Information shown
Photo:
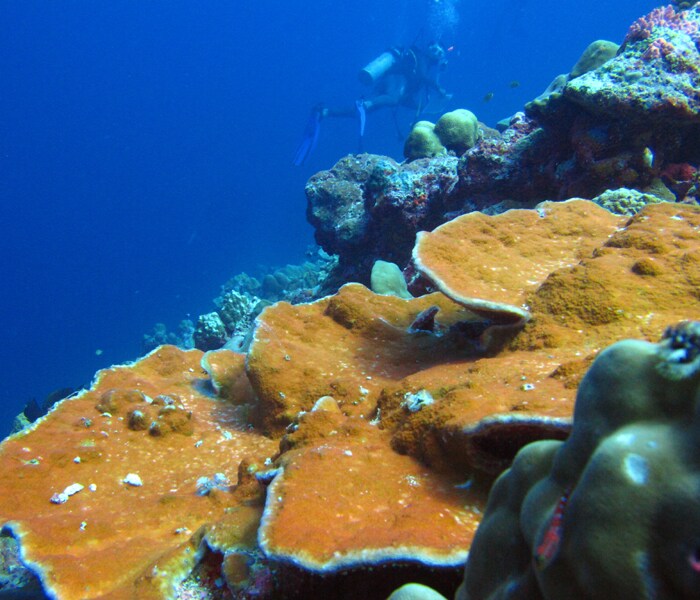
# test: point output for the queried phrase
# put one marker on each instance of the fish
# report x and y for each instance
(548, 547)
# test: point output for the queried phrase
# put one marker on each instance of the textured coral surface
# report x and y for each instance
(120, 540)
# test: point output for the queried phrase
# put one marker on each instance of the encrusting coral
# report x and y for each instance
(387, 418)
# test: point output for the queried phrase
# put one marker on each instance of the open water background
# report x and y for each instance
(146, 146)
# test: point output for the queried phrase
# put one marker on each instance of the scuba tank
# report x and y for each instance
(378, 67)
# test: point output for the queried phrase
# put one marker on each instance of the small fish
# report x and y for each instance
(551, 540)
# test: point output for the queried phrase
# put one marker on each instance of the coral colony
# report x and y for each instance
(520, 394)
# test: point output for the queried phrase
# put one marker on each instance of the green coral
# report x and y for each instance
(613, 512)
(458, 130)
(625, 201)
(422, 142)
(594, 56)
(387, 279)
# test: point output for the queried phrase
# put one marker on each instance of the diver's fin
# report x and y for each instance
(308, 141)
(362, 114)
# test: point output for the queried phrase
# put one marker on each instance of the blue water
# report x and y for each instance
(146, 146)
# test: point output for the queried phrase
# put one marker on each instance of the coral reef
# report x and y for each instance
(369, 207)
(625, 119)
(422, 142)
(354, 446)
(457, 130)
(111, 474)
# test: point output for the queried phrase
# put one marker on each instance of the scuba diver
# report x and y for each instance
(400, 77)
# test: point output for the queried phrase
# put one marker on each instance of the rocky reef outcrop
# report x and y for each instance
(631, 122)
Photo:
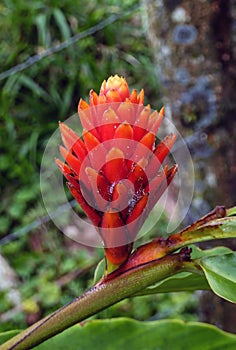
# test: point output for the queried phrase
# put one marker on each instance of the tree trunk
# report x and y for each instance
(194, 49)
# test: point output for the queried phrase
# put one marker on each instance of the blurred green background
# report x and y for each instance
(47, 268)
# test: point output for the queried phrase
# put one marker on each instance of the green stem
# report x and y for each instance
(104, 294)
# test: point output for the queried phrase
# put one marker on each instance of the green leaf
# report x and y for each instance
(126, 334)
(99, 271)
(220, 272)
(186, 281)
(62, 23)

Short task
Repeat the material above word for word, please, apart from its images.

Written reply
Photo:
# test: point output for the queried phrase
# put one marker on each instance of the fish
# report x and y for each instance
(548, 547)
# test: point output for the queried phrase
# put one marker on each instance of the textured coral surface
# report x and y for each instance
(120, 540)
# test: point output for the queried phrase
# put one marker on each instance of the encrusting coral
# report x and y for each instance
(387, 418)
# test: point output for the queried phrase
# put one marker on each instance of the open water background
# report x and y for each instance
(146, 146)
# test: point output for the queried phrase
# put one marker on each instance of the scuba tank
# report x and y for each instance
(378, 67)
# test: point output for the queried phrase
# put one marker on each instance of the small fish
# report x and y for each instance
(551, 540)
# test: point output for the queried phrase
# put one marker on each instance of the coral colony
# report x and y for each instance
(520, 394)
# test: point output for the queried phrase
# put one marker on each instance of the green coral
# report x and y for each instance
(613, 512)
(458, 130)
(625, 201)
(422, 142)
(594, 56)
(387, 279)
# test: point output for the queried phrase
# put one marker on each instance of the diver's fin
# report x and y for each instance
(308, 141)
(362, 114)
# test: point output for the queried phrase
# put one marker on each instance of the blue water
# report x and y for each instance
(146, 146)
# test: point output for the queried phrase
# put one marker on each instance of the coral reef
# report x and y for each instance
(369, 207)
(625, 119)
(422, 142)
(354, 446)
(457, 130)
(111, 474)
# test: point output for the queried phrase
# put one marker on each instance of the scuba diver
# report x and y for each instance
(400, 77)
# test: point output for the queried phrase
# put one marker on each instance of the rocky reef outcrop
# report x and y for each instance
(631, 122)
Photo:
# test: point output for the queried phrase
# put one marker on each instance of the tree trunk
# report x and y for each instance
(194, 49)
# test: point output for the queried phrase
# put one marker on each instance of the blurred green background
# report x and y for each instance
(47, 268)
# test: point output for the queried phrase
# put one marker on each instance of the green stem
# report x and y for each instance
(104, 294)
# test: point output for the queried phrase
# put one marker on each instance of the green leaf
# report x and y for each instance
(126, 334)
(99, 271)
(220, 272)
(186, 281)
(62, 23)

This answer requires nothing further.